**Activity**:
Reproduce precisely the lines between the start of the data below and the line with "Phrase -- black boot", both included.

—————

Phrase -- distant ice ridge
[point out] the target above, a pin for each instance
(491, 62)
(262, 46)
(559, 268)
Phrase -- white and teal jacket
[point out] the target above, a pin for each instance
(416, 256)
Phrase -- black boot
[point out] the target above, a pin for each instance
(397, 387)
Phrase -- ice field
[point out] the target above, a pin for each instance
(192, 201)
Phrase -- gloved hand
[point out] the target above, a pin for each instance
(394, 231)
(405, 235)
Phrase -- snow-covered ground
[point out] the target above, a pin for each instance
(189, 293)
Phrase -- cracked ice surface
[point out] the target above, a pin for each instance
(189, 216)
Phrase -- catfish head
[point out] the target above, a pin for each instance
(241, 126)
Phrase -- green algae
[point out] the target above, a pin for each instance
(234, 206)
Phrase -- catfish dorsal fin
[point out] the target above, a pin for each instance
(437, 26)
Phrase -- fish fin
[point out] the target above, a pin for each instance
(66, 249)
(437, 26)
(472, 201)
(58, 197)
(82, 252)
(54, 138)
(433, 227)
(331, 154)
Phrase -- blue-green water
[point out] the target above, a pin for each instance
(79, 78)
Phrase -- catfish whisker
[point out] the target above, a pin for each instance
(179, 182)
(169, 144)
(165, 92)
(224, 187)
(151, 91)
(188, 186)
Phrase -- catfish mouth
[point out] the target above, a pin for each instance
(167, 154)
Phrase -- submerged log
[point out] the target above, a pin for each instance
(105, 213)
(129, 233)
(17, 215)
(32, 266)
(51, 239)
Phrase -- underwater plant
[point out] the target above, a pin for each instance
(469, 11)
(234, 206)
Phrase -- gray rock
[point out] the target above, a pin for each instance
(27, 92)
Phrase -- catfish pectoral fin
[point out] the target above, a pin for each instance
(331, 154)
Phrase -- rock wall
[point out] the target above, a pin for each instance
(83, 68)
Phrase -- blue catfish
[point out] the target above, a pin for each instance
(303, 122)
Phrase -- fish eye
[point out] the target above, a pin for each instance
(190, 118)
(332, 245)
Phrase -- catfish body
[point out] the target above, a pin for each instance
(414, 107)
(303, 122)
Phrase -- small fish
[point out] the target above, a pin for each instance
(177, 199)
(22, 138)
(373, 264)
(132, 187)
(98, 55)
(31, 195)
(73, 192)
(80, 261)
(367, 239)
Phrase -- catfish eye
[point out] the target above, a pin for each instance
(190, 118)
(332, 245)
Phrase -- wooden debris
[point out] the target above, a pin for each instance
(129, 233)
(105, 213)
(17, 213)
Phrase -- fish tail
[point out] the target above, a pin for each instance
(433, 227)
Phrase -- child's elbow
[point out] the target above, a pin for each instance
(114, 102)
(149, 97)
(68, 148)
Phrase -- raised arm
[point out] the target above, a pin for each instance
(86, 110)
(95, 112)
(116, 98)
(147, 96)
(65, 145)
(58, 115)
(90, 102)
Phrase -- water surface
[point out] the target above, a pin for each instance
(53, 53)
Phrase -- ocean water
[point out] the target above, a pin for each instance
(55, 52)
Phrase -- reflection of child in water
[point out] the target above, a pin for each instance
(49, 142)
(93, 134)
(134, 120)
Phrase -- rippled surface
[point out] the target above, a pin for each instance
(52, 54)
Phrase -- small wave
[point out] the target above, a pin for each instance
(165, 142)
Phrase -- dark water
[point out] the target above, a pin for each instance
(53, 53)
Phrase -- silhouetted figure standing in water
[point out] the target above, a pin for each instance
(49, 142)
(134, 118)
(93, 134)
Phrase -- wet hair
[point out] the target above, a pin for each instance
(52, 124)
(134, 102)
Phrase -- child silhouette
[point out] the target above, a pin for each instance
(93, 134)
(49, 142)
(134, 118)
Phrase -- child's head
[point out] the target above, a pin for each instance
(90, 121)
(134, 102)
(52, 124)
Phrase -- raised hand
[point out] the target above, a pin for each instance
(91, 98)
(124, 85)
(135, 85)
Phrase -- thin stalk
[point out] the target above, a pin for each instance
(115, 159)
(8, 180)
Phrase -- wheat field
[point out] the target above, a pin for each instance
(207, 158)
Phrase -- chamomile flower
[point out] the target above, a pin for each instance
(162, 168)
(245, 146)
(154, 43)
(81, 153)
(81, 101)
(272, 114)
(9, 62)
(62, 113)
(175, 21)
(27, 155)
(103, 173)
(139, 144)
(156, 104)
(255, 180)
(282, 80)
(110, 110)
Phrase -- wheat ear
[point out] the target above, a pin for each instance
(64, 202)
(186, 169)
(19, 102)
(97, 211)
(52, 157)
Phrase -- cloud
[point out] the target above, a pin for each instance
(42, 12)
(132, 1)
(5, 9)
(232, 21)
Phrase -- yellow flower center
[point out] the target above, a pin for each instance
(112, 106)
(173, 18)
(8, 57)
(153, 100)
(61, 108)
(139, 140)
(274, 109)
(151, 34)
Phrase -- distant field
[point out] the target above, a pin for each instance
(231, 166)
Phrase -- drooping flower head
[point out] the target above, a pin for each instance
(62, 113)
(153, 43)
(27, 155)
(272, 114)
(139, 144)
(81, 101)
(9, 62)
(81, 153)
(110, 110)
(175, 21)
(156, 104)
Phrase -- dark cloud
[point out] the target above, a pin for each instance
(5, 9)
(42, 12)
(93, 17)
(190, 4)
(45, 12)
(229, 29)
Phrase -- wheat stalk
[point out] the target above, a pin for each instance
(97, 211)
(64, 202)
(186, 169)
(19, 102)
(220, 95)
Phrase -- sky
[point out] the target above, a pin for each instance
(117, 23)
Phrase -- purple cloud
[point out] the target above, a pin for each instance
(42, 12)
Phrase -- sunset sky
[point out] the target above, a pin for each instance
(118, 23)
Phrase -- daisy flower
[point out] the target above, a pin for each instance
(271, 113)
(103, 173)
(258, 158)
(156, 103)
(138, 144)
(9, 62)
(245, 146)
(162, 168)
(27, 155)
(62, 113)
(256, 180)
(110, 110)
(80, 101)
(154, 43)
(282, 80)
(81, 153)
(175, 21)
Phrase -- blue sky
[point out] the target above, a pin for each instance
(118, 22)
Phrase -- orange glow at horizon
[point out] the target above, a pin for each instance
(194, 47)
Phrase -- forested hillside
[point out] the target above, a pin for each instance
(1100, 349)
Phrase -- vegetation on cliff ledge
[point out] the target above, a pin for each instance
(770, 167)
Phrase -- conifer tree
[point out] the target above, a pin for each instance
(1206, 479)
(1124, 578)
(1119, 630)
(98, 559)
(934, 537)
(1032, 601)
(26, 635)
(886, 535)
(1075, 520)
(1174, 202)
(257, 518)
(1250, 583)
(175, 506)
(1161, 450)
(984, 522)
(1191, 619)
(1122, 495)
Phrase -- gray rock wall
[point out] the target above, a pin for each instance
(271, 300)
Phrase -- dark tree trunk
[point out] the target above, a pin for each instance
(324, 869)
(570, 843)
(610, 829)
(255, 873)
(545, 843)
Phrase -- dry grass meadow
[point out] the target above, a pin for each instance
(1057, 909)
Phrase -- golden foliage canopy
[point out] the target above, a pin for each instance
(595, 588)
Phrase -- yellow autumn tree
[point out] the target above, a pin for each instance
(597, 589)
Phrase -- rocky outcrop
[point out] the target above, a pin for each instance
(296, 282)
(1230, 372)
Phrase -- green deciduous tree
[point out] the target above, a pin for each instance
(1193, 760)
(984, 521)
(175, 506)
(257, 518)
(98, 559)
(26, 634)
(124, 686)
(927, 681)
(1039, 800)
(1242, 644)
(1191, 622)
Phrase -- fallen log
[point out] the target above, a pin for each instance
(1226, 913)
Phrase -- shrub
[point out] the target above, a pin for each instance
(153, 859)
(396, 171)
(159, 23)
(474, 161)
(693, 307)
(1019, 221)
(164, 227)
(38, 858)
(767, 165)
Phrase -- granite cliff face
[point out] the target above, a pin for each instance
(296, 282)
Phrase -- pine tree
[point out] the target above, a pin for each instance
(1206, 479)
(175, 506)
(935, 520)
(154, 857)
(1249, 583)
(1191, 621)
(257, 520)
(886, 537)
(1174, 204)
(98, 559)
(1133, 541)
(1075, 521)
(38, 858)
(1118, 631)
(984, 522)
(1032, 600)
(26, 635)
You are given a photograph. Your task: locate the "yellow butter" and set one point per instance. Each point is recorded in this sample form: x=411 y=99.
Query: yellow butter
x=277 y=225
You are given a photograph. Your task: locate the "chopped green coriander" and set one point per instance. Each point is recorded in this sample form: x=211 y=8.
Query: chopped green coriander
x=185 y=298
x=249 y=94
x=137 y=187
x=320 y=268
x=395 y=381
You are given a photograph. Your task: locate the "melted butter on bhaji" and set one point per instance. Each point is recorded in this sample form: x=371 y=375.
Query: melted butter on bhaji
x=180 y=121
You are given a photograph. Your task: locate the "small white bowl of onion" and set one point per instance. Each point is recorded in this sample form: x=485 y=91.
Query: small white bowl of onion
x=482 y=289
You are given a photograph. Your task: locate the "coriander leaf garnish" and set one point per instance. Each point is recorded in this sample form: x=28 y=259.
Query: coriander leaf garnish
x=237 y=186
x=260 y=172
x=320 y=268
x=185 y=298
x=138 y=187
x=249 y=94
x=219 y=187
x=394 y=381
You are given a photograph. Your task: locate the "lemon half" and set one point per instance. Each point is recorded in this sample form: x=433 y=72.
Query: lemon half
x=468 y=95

—————

**Response area**:
Phrase -- distant ice ridge
[point out] the target above, a pin for each instance
(491, 62)
(262, 46)
(559, 268)
Phrase -- white and teal jacket
[point out] the target above, a pin for each instance
(416, 256)
Phrase -- black boot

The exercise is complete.